▸ **WHAT NEEDS TO BE DONE**: List every line in the data below that contains the word "handle".

↓

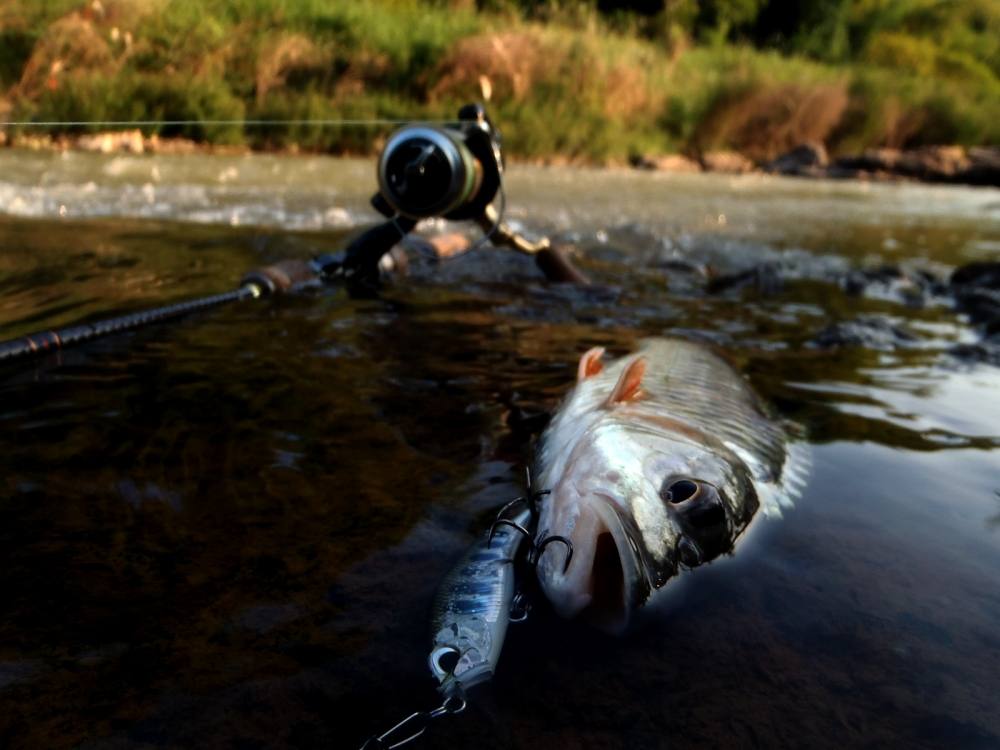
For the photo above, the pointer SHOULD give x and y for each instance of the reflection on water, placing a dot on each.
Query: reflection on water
(227, 531)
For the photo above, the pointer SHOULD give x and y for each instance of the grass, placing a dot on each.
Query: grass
(572, 87)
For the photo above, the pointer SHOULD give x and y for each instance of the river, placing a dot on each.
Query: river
(226, 531)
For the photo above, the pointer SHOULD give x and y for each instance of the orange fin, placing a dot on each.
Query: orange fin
(628, 386)
(590, 363)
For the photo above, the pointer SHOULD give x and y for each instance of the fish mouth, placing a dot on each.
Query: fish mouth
(604, 581)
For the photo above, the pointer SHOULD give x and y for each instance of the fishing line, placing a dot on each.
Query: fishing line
(376, 122)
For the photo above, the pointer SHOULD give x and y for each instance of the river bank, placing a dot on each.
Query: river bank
(978, 165)
(566, 86)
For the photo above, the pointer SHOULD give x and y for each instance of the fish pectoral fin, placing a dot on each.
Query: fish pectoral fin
(628, 387)
(590, 363)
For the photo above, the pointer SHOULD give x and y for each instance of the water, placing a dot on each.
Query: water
(226, 531)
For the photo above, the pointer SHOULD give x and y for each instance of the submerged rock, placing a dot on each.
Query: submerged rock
(806, 159)
(977, 166)
(976, 288)
(868, 331)
(894, 283)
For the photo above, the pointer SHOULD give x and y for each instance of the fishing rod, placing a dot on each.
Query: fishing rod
(453, 170)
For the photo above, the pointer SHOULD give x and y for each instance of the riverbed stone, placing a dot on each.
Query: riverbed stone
(727, 162)
(806, 159)
(868, 331)
(666, 163)
(983, 167)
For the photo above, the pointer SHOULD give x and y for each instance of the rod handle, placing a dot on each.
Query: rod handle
(281, 277)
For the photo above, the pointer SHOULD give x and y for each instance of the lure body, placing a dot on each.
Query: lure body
(472, 610)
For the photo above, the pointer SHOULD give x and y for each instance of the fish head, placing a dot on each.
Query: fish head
(638, 502)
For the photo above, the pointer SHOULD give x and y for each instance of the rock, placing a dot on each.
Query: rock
(893, 283)
(805, 159)
(129, 141)
(983, 167)
(982, 273)
(976, 287)
(727, 162)
(871, 160)
(933, 163)
(869, 331)
(665, 163)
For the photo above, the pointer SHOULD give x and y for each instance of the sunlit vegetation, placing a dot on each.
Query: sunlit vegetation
(568, 79)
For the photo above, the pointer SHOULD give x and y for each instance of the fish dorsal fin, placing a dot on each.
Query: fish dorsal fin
(590, 363)
(628, 386)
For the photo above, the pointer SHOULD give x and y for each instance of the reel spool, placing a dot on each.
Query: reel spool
(453, 172)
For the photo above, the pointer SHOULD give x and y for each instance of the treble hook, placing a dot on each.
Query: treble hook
(535, 554)
(506, 522)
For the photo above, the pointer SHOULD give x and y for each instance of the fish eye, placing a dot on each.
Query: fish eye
(680, 490)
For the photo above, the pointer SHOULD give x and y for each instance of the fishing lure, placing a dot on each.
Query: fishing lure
(474, 605)
(473, 608)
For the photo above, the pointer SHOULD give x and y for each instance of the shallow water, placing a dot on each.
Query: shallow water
(226, 531)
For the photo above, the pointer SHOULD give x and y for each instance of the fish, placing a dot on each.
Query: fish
(656, 463)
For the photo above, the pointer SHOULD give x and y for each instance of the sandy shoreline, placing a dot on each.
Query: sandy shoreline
(934, 164)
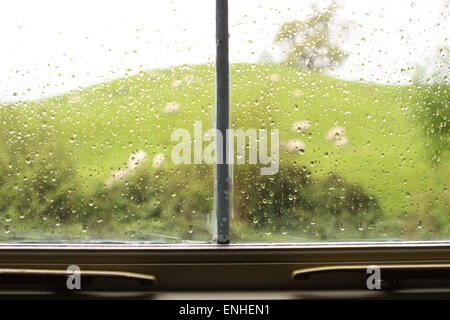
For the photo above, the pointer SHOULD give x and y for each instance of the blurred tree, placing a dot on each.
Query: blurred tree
(308, 43)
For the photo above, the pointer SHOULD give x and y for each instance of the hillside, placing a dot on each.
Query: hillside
(384, 153)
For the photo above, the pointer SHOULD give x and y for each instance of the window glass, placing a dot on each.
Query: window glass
(352, 99)
(90, 95)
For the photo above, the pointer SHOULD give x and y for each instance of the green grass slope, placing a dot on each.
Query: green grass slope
(99, 127)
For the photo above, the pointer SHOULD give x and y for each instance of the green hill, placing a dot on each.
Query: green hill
(79, 139)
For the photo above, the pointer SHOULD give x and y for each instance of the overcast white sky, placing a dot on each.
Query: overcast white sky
(52, 46)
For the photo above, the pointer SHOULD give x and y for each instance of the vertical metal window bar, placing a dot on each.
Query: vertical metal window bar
(222, 178)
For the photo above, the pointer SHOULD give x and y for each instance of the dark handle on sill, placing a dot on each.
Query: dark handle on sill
(56, 279)
(388, 271)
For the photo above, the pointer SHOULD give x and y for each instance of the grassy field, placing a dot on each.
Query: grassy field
(94, 131)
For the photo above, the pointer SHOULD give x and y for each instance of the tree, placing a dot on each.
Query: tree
(308, 43)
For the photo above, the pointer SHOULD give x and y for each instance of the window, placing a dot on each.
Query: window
(135, 142)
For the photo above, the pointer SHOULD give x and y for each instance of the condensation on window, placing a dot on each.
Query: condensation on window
(90, 94)
(359, 94)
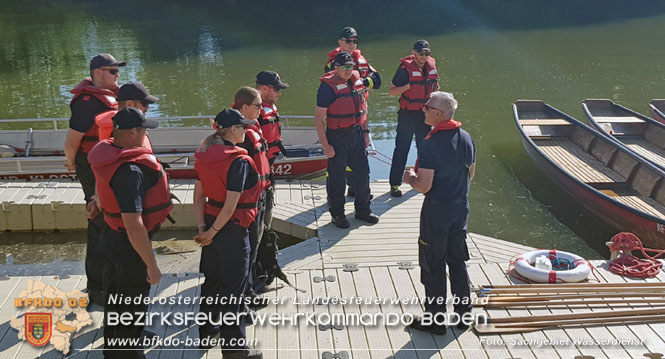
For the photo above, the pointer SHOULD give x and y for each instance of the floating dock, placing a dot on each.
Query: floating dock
(366, 261)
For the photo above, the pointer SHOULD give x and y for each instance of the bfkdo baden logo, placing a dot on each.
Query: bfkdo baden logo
(38, 328)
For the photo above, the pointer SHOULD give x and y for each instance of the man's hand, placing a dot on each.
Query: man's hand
(329, 151)
(92, 210)
(71, 166)
(407, 175)
(154, 275)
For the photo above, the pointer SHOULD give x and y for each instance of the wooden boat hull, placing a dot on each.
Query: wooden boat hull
(657, 110)
(650, 229)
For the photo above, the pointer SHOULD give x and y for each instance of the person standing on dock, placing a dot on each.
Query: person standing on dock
(92, 96)
(133, 192)
(348, 42)
(228, 178)
(415, 79)
(445, 167)
(340, 101)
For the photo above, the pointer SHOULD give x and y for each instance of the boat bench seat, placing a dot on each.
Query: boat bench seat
(577, 162)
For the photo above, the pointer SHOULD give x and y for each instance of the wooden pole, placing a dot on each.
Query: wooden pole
(626, 302)
(531, 327)
(573, 316)
(529, 298)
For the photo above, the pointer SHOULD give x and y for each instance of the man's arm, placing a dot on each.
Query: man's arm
(421, 181)
(72, 143)
(138, 237)
(319, 116)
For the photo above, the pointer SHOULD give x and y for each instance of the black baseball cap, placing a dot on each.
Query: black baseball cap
(130, 117)
(231, 117)
(270, 78)
(103, 60)
(135, 91)
(421, 45)
(343, 58)
(348, 32)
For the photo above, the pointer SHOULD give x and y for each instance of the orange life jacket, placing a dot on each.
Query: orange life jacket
(84, 90)
(212, 168)
(105, 158)
(422, 84)
(349, 107)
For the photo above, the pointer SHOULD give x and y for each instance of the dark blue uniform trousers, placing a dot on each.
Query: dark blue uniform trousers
(225, 264)
(443, 242)
(350, 149)
(409, 123)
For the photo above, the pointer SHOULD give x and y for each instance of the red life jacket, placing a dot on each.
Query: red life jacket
(260, 157)
(85, 89)
(271, 128)
(104, 122)
(349, 107)
(362, 66)
(105, 158)
(212, 167)
(422, 84)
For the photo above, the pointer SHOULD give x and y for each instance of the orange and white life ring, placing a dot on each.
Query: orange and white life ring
(523, 266)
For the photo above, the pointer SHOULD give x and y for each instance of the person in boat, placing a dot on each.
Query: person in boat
(228, 178)
(348, 42)
(415, 79)
(340, 101)
(131, 94)
(92, 96)
(444, 169)
(247, 101)
(133, 192)
(270, 85)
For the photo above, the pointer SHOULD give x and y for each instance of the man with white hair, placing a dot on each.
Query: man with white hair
(445, 166)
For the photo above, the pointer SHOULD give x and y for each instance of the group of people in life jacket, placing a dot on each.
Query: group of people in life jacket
(128, 196)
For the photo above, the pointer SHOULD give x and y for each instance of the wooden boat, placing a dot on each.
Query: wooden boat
(39, 154)
(657, 110)
(608, 179)
(641, 134)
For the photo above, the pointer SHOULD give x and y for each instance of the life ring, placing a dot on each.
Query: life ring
(578, 273)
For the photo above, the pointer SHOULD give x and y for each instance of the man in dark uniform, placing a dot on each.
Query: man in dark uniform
(348, 42)
(133, 191)
(415, 78)
(446, 164)
(92, 97)
(340, 101)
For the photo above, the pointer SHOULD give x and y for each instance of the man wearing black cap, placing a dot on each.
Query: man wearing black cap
(348, 42)
(133, 191)
(92, 96)
(131, 94)
(341, 103)
(415, 79)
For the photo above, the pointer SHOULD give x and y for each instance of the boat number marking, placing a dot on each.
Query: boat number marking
(283, 169)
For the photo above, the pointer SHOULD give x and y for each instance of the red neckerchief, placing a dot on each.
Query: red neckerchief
(442, 126)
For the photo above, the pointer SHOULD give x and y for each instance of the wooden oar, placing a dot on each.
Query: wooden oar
(531, 327)
(529, 298)
(572, 285)
(499, 304)
(571, 290)
(572, 316)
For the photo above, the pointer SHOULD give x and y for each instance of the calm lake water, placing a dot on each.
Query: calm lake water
(489, 53)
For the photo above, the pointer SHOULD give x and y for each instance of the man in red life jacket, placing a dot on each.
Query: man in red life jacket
(415, 79)
(92, 96)
(133, 191)
(131, 94)
(348, 42)
(445, 167)
(340, 101)
(270, 86)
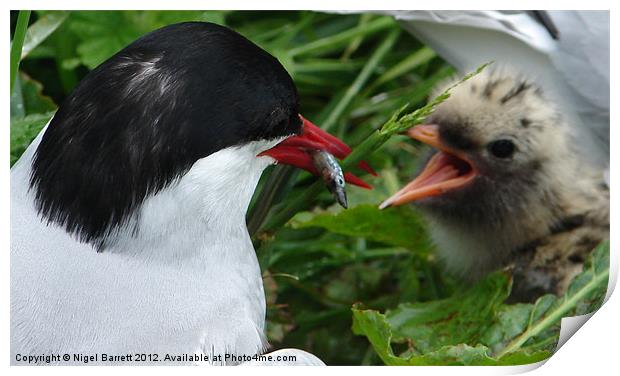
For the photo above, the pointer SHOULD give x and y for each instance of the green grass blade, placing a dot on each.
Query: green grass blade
(18, 42)
(335, 42)
(598, 279)
(361, 80)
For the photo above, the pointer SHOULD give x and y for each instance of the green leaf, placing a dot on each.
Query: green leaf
(400, 227)
(34, 101)
(474, 327)
(24, 130)
(41, 29)
(18, 42)
(103, 33)
(377, 329)
(590, 285)
(458, 319)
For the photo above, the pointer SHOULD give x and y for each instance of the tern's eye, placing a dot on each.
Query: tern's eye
(502, 148)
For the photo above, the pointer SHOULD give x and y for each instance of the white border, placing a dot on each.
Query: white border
(593, 348)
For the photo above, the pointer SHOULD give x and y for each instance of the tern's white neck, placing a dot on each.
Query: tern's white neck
(202, 215)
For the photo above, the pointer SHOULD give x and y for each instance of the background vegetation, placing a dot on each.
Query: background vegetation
(359, 286)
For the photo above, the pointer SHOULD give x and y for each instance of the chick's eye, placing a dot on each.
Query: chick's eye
(502, 148)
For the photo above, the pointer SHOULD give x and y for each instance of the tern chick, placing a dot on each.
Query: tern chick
(507, 186)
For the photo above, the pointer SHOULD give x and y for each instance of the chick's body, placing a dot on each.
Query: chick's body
(532, 203)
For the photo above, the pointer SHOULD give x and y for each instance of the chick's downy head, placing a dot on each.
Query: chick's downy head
(500, 162)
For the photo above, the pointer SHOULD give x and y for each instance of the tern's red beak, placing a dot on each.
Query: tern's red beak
(294, 151)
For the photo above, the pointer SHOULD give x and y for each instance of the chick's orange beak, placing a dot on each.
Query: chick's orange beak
(295, 151)
(447, 169)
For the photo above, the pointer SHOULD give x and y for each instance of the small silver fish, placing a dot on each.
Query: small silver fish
(330, 171)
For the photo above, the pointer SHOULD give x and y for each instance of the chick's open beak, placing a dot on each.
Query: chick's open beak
(447, 169)
(295, 151)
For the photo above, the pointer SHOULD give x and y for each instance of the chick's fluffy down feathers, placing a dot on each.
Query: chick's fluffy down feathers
(541, 211)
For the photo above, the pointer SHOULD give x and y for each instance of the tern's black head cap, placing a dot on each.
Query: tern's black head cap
(144, 116)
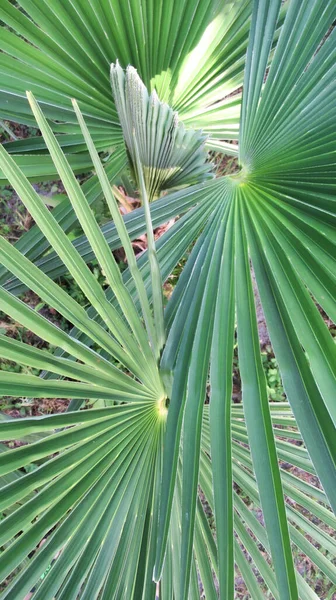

↑

▸ **FINAL RESULT**:
For the photo above, the pointer SHOULD give x and y for each instance of the rod handle, placing a dot on each.
Query: rod handle
For the photo above, the pointer SHOULD give x and y for each instance of the dark handle on sill, placing a dot on each.
Query: dark handle on sill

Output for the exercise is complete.